** TASK PROMPT **
Change "bare branch" to "leafless branch" in the data starting at the line that contains "Pass the picture above and point out the lichen-covered" and ending at the end of the data, and give those lines again with nothing else altered.

** DATASET EXTRACT **
════
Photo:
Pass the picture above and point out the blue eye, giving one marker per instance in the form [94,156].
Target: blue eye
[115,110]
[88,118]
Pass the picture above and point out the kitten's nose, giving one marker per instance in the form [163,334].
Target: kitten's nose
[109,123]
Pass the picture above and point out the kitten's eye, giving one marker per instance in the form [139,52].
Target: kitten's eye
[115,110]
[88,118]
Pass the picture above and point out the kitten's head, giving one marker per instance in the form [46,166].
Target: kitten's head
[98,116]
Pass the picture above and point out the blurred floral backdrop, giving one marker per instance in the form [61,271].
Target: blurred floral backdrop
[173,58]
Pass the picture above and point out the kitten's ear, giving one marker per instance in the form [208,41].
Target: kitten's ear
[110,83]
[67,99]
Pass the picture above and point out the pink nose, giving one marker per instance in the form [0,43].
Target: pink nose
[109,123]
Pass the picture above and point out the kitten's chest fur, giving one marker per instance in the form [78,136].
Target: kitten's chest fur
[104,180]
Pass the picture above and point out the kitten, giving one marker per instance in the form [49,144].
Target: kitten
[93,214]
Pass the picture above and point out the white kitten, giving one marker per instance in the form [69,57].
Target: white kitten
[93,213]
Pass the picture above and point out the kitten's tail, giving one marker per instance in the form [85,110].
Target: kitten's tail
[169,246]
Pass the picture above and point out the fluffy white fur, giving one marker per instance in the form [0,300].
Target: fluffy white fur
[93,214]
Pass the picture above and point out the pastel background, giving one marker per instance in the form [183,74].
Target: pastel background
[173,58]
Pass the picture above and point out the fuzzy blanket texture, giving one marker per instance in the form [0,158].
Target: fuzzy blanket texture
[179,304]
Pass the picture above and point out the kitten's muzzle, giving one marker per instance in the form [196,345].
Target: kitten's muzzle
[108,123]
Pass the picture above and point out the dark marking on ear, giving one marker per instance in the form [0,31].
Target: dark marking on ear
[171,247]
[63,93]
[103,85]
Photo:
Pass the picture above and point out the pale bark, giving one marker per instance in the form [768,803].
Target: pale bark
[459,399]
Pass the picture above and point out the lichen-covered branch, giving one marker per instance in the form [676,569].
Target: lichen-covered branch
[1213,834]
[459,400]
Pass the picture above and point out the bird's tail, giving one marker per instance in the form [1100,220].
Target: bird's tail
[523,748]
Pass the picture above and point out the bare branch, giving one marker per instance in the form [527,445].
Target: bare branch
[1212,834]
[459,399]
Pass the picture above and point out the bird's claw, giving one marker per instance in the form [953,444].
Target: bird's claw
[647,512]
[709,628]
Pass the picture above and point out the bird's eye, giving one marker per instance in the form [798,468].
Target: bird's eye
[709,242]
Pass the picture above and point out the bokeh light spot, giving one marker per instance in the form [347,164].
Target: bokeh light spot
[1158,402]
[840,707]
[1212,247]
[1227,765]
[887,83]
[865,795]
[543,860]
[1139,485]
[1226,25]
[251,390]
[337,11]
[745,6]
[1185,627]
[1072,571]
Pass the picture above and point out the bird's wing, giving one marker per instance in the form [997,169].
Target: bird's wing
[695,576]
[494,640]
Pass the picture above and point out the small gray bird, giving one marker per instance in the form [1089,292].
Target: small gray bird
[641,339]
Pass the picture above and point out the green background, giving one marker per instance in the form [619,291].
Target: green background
════
** SOLUTION TO THIS EXERCISE **
Pass the picture above and point out the lichen-covered branch, giving one marker per instance in the form [676,569].
Target: lichen-covered branch
[1213,834]
[459,400]
Pass the picture above and point out the bird's tail, giving one marker per instance in the form [1100,220].
Target: bird's tail
[523,748]
Pass the picture above and point out the leafless branch, giving one marker per instance in the form [527,445].
Target: leafless branch
[1212,834]
[459,399]
Pass the picture above and point out the bird's claw, giving one marker per instance in the form [953,444].
Target: bird's claw
[647,512]
[709,628]
Pass the picture above and point out the bird's eye, giving one marker per instance in the form [798,468].
Target: bird's eye
[709,242]
Pass the picture above and point out the bokeh light spot, giving one marker per instance in the form [347,164].
Target: bokeh light spot
[1158,402]
[840,707]
[1212,247]
[1227,765]
[887,83]
[865,795]
[543,860]
[1139,485]
[1226,25]
[251,390]
[337,11]
[745,6]
[1185,627]
[1072,571]
Pass the picture above and point out the bird's wing, giving one marker per instance in the form [997,169].
Target: bird's wing
[695,576]
[494,640]
Pass the picture above and point out the small gray bird, giving one marker per instance in the form [1089,292].
Target: small gray bird
[641,339]
Pass the picture above and point out the green background, giving one marker per instance in the form [619,291].
Target: green background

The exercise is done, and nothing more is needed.